# Extract
[Start]

Surely it would be more sensible to emphasize in every possible case the Jewish or partially Jewish origin of men who distinguished themselves, and thus to show under what a debt Europeans stand to the Jewish blood. To treat the matter as a sort of sacred labyrinth, as a mysterious temple into which one may now and then be allowed to peep is ridiculous. The Jews cannot have their cake and eat it too. If it is—surely it must be—in their eyes a matter for pride to belong to blood which they hold to be superior and to a tradition of such immense antiquity, then it cannot be at the same time a matter of insult. Yet the convention is desperately maintained by the Jews themselves. If a man tells me that he hates the English, and in reply I say, “That’s because you are an Irishman,” he does not fly at my throat. He takes it as a matter of course that the history of the English government in Ireland excuses his expression. So far from being insulted at being called an Irishman he would be insulted if you said he was not an Irishman. And so it is with many another nationality which has suffered oppression and persecution. I can find no rational basis for a contrary policy in the case of the Jews. Moreover the habit does this further harm: it makes men ascribe a Jewish character to anything they dislike, and thus extends undeservedly the odium against the race.

A foreign movement against one’s nation, an unpopular public figure, a detested doctrine, are labelled “Jewish” and the field of hate, already perilously wide, is broadened indefinitely. It is useless to say, “The Jews do not admit the connection, the names are not Jewish, there is no overt Jewish element.” He answers, “Jews never do admit such connection; Jews admittedly hide under false names; Jewish action never is overt.” And—as things are, until they change—there is no denying what he says. His judgment may be as wild as you will (I have heard Sinn Feiners called Jews!), but, so long as this wretched habit of secrecy is maintained, there is no correcting that judgment. A universal suspicion is engendered and spreads.

Meanwhile the same vice drags into publicity every ill-sounding Jewish act and name and leaves in obscurity the honoured names and useful public actions of Jewry. For a false name, like a forgery, advertises itself.

It is not always recognized in this connection that the Jewish “booms,” which are so fruitful a cause of exasperation, depend on this same policy of concealment and on that account add to the volume of anger as each new trick is discovered.

Not that the objects of these world-wide campaigns are unworthy of attention. The Jewish actor, or film-star, or writer or scientist selected is usually talented; the victim of injustice whose case is advertised on the big drum has often a genuine grievance. But that the notice demanded is out of all proportion and that its dependence on Jewish organization is always kept hidden.

So much for the element of secret action. A great deal more might be written upon it, but there are two reasons against enlarging thereon. First, a full discussion would take up far too much of my space; secondly, it would tend to add what I particularly wish to avoid in these pages, I mean emphasis upon the errors of the Jew. It would continue a quarrel, our whole object in which is to find peace.

2. The Expression of Superiority by the Jew

This is a very different matter. The mere sense of superiority is not something in which any special policy can be recommended, because it is there and cannot be remedied. It is part of the whole position. But it is possible to restrain its expression. For that purpose it is of value to define it, to put it upon record and to estimate its effect upon our issue.

[End]

# Data section
[Start]

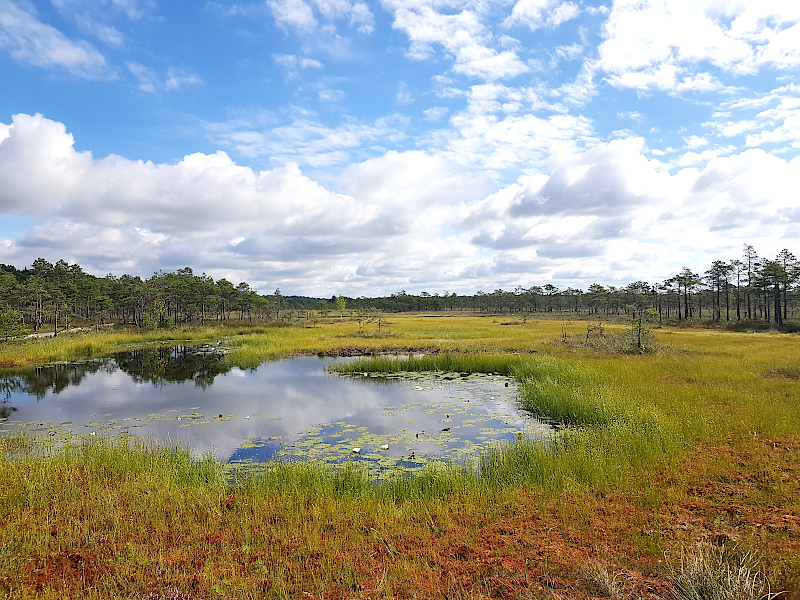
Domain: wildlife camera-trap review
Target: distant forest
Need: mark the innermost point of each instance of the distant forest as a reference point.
(55, 296)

[End]

# Given problem
Could you reproduce the stretch of the extract from "Meanwhile the same" through "forgery, advertises itself."? The data here were drawn from a separate source.

# Response
Meanwhile the same vice drags into publicity every ill-sounding Jewish act and name and leaves in obscurity the honoured names and useful public actions of Jewry. For a false name, like a forgery, advertises itself.